§ **Instruction**:
Exclude images, then output the remaining data verbatim.
>> START Working data
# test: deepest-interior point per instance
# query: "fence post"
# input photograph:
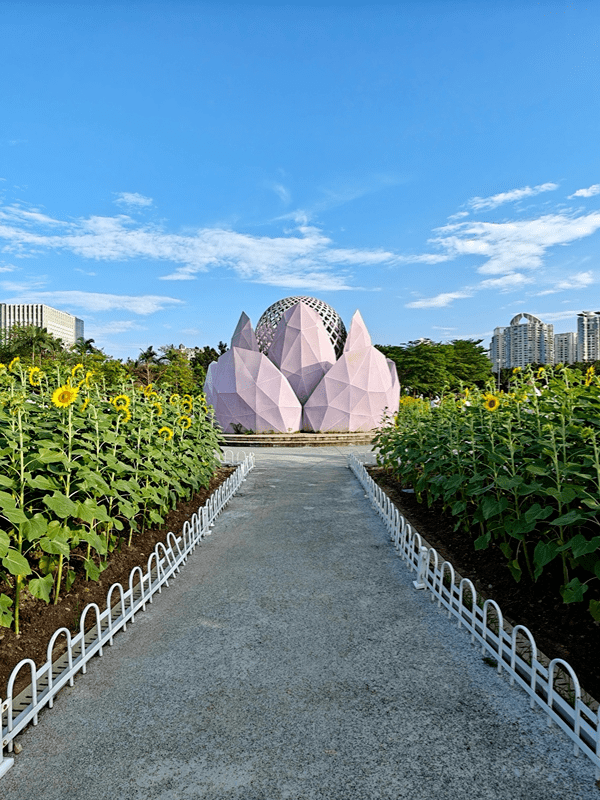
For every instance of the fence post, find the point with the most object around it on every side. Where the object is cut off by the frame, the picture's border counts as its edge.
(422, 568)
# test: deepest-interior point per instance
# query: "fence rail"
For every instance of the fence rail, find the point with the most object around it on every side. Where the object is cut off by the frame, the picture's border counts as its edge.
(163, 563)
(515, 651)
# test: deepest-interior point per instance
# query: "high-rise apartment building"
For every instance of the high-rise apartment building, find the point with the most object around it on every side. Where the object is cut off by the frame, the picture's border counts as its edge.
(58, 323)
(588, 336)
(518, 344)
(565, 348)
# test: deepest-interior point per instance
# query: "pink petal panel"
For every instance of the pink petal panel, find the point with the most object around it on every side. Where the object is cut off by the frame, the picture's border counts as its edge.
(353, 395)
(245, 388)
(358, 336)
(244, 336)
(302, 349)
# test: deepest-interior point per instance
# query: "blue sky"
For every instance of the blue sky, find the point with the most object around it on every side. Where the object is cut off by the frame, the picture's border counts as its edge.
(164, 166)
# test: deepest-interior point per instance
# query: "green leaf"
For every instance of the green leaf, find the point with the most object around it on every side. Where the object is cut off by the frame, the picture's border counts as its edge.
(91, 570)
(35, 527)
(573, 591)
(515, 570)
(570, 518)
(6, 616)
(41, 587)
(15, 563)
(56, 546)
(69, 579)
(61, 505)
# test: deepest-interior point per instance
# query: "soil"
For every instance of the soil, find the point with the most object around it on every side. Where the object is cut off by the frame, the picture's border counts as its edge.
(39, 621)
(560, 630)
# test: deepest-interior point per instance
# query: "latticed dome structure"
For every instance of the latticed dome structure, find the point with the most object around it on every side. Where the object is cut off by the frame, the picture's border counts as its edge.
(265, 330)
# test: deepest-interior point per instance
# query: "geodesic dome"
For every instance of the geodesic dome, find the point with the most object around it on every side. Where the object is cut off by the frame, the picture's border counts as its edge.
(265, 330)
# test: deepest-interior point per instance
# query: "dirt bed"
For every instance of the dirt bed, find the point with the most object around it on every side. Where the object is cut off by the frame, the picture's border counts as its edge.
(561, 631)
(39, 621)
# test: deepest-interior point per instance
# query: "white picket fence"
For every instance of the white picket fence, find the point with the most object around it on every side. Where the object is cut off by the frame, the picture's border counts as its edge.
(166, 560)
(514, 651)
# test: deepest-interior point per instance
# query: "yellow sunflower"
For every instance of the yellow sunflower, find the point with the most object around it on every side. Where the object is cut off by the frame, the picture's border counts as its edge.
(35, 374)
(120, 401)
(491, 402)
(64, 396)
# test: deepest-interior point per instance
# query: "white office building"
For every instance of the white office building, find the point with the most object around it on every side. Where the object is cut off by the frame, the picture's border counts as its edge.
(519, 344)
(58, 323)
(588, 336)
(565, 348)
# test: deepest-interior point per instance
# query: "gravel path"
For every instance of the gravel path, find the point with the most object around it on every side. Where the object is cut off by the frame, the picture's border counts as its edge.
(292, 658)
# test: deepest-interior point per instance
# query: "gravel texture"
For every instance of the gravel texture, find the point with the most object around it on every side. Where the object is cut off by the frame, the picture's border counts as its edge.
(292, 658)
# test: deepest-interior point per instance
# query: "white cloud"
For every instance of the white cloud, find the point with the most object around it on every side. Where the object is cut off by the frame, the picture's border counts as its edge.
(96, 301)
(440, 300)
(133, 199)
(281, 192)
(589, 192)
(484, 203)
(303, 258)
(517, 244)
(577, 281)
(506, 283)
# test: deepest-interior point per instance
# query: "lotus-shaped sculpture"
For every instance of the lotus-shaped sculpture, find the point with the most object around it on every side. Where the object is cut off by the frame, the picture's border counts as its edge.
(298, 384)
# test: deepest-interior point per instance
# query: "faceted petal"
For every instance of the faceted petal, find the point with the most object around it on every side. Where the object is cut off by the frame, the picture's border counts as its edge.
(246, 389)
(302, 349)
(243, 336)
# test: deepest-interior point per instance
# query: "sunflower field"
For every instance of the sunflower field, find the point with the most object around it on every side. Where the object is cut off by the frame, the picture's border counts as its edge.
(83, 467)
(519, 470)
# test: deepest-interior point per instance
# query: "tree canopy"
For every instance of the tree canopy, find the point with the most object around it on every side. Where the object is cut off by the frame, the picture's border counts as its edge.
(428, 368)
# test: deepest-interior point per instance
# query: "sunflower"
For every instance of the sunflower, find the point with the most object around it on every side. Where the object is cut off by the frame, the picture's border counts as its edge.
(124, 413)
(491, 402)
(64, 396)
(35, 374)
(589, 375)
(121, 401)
>> END Working data
§ **Solution to the problem**:
# test: deepest-interior point per instance
# query: "fence post"
# input photograph:
For every instance of the fence post, find the point with the most object around it on every side. Where the object is cut off by the frame, the picture's border counts as its edge.
(422, 568)
# test: deepest-interior point per instance
# query: "fence rail"
For every instance of the fence rail, find the point with the most object around it on every side. Where the object is cut off by the frame, the picture's border counts as its edge.
(163, 563)
(515, 651)
# test: deepest-interior point per instance
# query: "high-rise apartment building"
For every instance of the high-rise apartment building, find the point with the most object around it on every side. Where the object is cut off by the frame, the picture's border counts as its edge.
(58, 323)
(588, 336)
(518, 344)
(565, 348)
# test: deepest-interior point per instance
# query: "pink petal panel"
For every instance of the pink petal panel, find the point with the most object around it on every side. Where the object is cut off by the frame, the picture's border counts as its edge.
(353, 395)
(245, 388)
(358, 336)
(244, 336)
(302, 349)
# test: deepest-interior point per instance
# query: "blue sky"
For every instance of the blue sky, find the point with the most object around it on every side. Where the object is cut off by the frame, the picture's border counts as its edge.
(164, 166)
# test: deepest-interior point per instance
# query: "green leaf"
For every instance of the green leaf, find the point with the most object around it on every side. Where the object is cut off by the frame, the picture's border counts as its edge.
(91, 570)
(35, 527)
(573, 591)
(515, 570)
(570, 518)
(6, 616)
(41, 587)
(15, 563)
(56, 546)
(69, 579)
(61, 505)
# test: deepest-interior point per instance
# query: "soil"
For every instance of the soil, find the point with the most object around it on every side. Where the object is cut off by the frame, the picture's border counts as its edge.
(39, 621)
(560, 630)
# test: deepest-interior point per instance
# query: "latticed dome structure"
For every instance of the latticed dome structure, find the point with the most object around it on every side. Where the object is cut off by the frame, the picture's border counts as its edge.
(265, 330)
# test: deepest-interior point per instance
# query: "geodesic dome"
For every instance of the geodesic dome, find the point with the most object around it on every side. Where the object is cut off by the frame, the picture's border counts as its edge.
(265, 330)
# test: deepest-interior point per instance
# query: "dirt bed"
For every instance of the dirt bed, find the point with the most object around it on every side. Where the object is cut off by the frame, the picture's border counts as its edge.
(561, 631)
(39, 621)
# test: deepest-interior point per instance
# query: "white picket fence"
For every instance of the white picket fence, find the point with the most object around it on every side. Where the object is cut off by the frame, the picture's border counts as its edge.
(166, 560)
(514, 651)
# test: deepest-interior point per instance
# query: "yellow sunflower"
For every instance of the yellow sunflower, find the point with the most object around it on every side. Where the object is cut off by the frame, the picture's border counts as its edge.
(35, 374)
(120, 401)
(491, 402)
(64, 396)
# test: deepest-interior point per instance
# query: "white office building"
For every instance of the white office building, find the point with the most object around it on every side. Where the object is cut off by the frame, the picture's border counts as its edge.
(519, 344)
(58, 323)
(588, 336)
(565, 348)
# test: deepest-interior point per instance
# query: "gravel path"
For every instance of the gravel path, find the point with the most object around it on every side. Where the object is cut off by the frame, the picture's border counts as its edge.
(292, 658)
# test: deepest-interior point per instance
# query: "gravel texture"
For every instance of the gravel texture, find the point with the most object around it on every side. Where the object is cut off by the frame, the picture's border counts as its edge.
(292, 658)
# test: deepest-interior point per instance
# query: "white cloud"
For every instance of the white cloud, find the point with the most object around it on every side. Where the object is cut off by the frame, the picture's border counts as its edge.
(96, 301)
(440, 300)
(133, 199)
(281, 192)
(589, 192)
(484, 203)
(303, 258)
(517, 244)
(577, 281)
(506, 283)
# test: deepest-interior point per instance
# query: "lotus-shaped sculpture"
For every instance of the lotus-shaped sculpture, find the point with the most object around it on every side. Where the object is cut off by the frame, the picture's border counts as its edge.
(298, 384)
# test: deepest-interior point per instance
# query: "faceted petal"
For every instance of the faceted petal, find the point with the most object around it on every side. Where the object is cut off by the frame, the picture's border counts as its edge.
(246, 389)
(302, 349)
(243, 336)
# test: deepest-interior point per instance
# query: "sunflower field"
For every instance of the sunflower field, find the point with the most object around it on every side. Where the object is cut off by the frame, the picture's border counts as its edge.
(83, 467)
(519, 470)
# test: deepest-interior point per instance
# query: "tree canopy"
For every instance of the tree canopy, find the point with the most object around it on every side. Where the object is cut off by the frame, the picture's border counts as its edge.
(428, 368)
# test: deepest-interior point per instance
# query: "sunflower"
For every instance of the sunflower, find the point with the most object around it on every side. Where the object is cut off by the frame, the picture's border counts as its edge.
(124, 413)
(491, 402)
(64, 396)
(35, 374)
(589, 375)
(121, 401)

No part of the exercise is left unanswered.